Characterizing Dispersion Effectiveness at Varying Salinities

Potential oil exploration and production activities located in close proximity to brackish (low salinity) and hypersaline water bodies, such as Arctic brine channels or brine pools in the Gulf of Mexico (GoM), necessitate characterization of dispersion effectiveness (DE) of chemical dispersants with oil over a wide range of salinities. Brackish ocean waters can result in regions of ice melt. Hypersaline waters are naturally formed via evaporation, ice formation and salt deposit dissolution. Evaporation-induced hypersalinity occurs in warm shallow waters where salty, dense waters with salinities > 50 ppt are produced (e.g., Florida Bay, Everglades National Park, USA). Ice formation at high latitudes results in salt extrusion from ice matrices, where brine channels (up to 200 ppt) form at bottom of the ice (Stewart and Platford, 1986). Hypersaline waters are also found along the GoM seafloor where sediments overlie Jurassic-age Louann and Campeche salt deposits, allowing salt-tectonics to form brine pools or lakes with salinity upwards of 150 ppt (U.S. Bureau of Land Management, 1979). Pools can be tens of km long (www.oceanexplorer.gov) and found in areas with active oil and gas lease blocks. If an oil release were to occur into hypersaline waters, the extent of natural dispersion is currently unknown or whether chemical dispersants could be an effective response tool, particularly during extreme mixing of brine with overlying seawater.

Chemical dispersants contain surfactants, which reduce the oil-water interfacial tension. This promotes the formation of small oil droplets (< 100 μm) that are less likely to re-coalesce (Li and Garrett, 1998), thus suspending oil droplets as a dispersed plume. This action increases the surface area-to-volume ratio of oil droplets and enhances oil biodegradation (Venosa and Zhu, 2003; NRC, 2005). Most surfactants are more lipophilic (oil-loving) in freshwater and increase in hydrophilicity (water-loving) as the salinity rises (Li and Garrett, 1998). The stability of the resulting oil droplets is salinity dependent, increasing with ionic strength. However, above a certain salinity (surfactant dependent), this increased ionic strength results in more surfactant molecules leaving the oil droplet. Previous studies have examined this effect, whereby maximum DE was exhibited at salinities between 40 to 60 ppt (Fingas, 1991 and references therein) and was substantially lower at higher salinities above 60 ppt. The conducted experiments using DE test methods at varying dispersant-oil ratios (DOR of 1:4 through 1:25) and oil concentrations, with a range of mixing energies often insufficient for dispersion compared to the baffled flask test (BFT) (Fingas,1991; Sullivan et al., 1993; Fingas, 2004). Additionally, most studies targeted DE at low to average ocean salinity given that dispersant application would typically be considered for brackish waters (0.5 to 30 ppt), with only three studies evaluating DE at 90 ppt (Fingas, 2004).

SET PROBLEM 1
Reproduce the labeled contour entries with "even-odd" changed to "nonzero" and every other line left as it is. Omit the pictures.
The entries that follow are unrelated to the passage on dispersion effectiveness.

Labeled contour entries
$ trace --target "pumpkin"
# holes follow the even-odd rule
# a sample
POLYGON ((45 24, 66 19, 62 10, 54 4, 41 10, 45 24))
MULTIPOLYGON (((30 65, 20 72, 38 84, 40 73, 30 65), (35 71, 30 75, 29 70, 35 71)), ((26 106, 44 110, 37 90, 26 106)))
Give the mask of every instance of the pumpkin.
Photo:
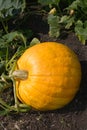
POLYGON ((19 100, 38 110, 62 108, 79 90, 80 62, 61 43, 44 42, 28 48, 18 59, 16 70, 20 71, 16 78, 19 100))

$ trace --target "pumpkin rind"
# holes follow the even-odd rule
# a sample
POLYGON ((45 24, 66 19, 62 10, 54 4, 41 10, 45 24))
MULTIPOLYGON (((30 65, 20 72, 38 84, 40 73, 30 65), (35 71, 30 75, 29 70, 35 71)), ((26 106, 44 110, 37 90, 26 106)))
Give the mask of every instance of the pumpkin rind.
POLYGON ((79 89, 81 66, 67 46, 45 42, 27 49, 17 62, 28 78, 16 81, 18 98, 38 110, 58 109, 68 104, 79 89))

SET PROBLEM 2
In the dispersion passage, list every distinct source cited in the paragraph that begins "Chemical dispersants contain surfactants."

ANSWER 1
$ trace --target "pumpkin"
# holes follow the nonzero rule
# a sample
POLYGON ((45 24, 66 19, 62 10, 54 4, 41 10, 45 24))
MULTIPOLYGON (((30 65, 20 72, 38 84, 40 73, 30 65), (35 71, 30 75, 29 70, 35 71)), ((26 106, 44 110, 37 90, 26 106)))
Give the mask of every instance of the pumpkin.
Photo:
POLYGON ((19 100, 38 110, 62 108, 79 90, 80 62, 61 43, 44 42, 28 48, 18 59, 16 70, 20 71, 16 78, 19 100))

$ trace --target "pumpkin rind"
# holes follow the nonzero rule
# a sample
POLYGON ((45 24, 66 19, 62 10, 54 4, 41 10, 45 24))
MULTIPOLYGON (((30 65, 20 72, 38 84, 40 73, 30 65), (35 71, 30 75, 29 70, 35 71)), ((26 106, 44 110, 37 90, 26 106)))
Give the mask of every instance of the pumpkin rind.
POLYGON ((79 89, 81 66, 67 46, 45 42, 27 49, 17 62, 28 78, 16 81, 18 98, 38 110, 58 109, 68 104, 79 89))

ANSWER 2
Li and Garrett, 1998
Venosa and Zhu, 2003
NRC, 2005
Fingas, 1991
Sullivan et al., 1993
Fingas, 2004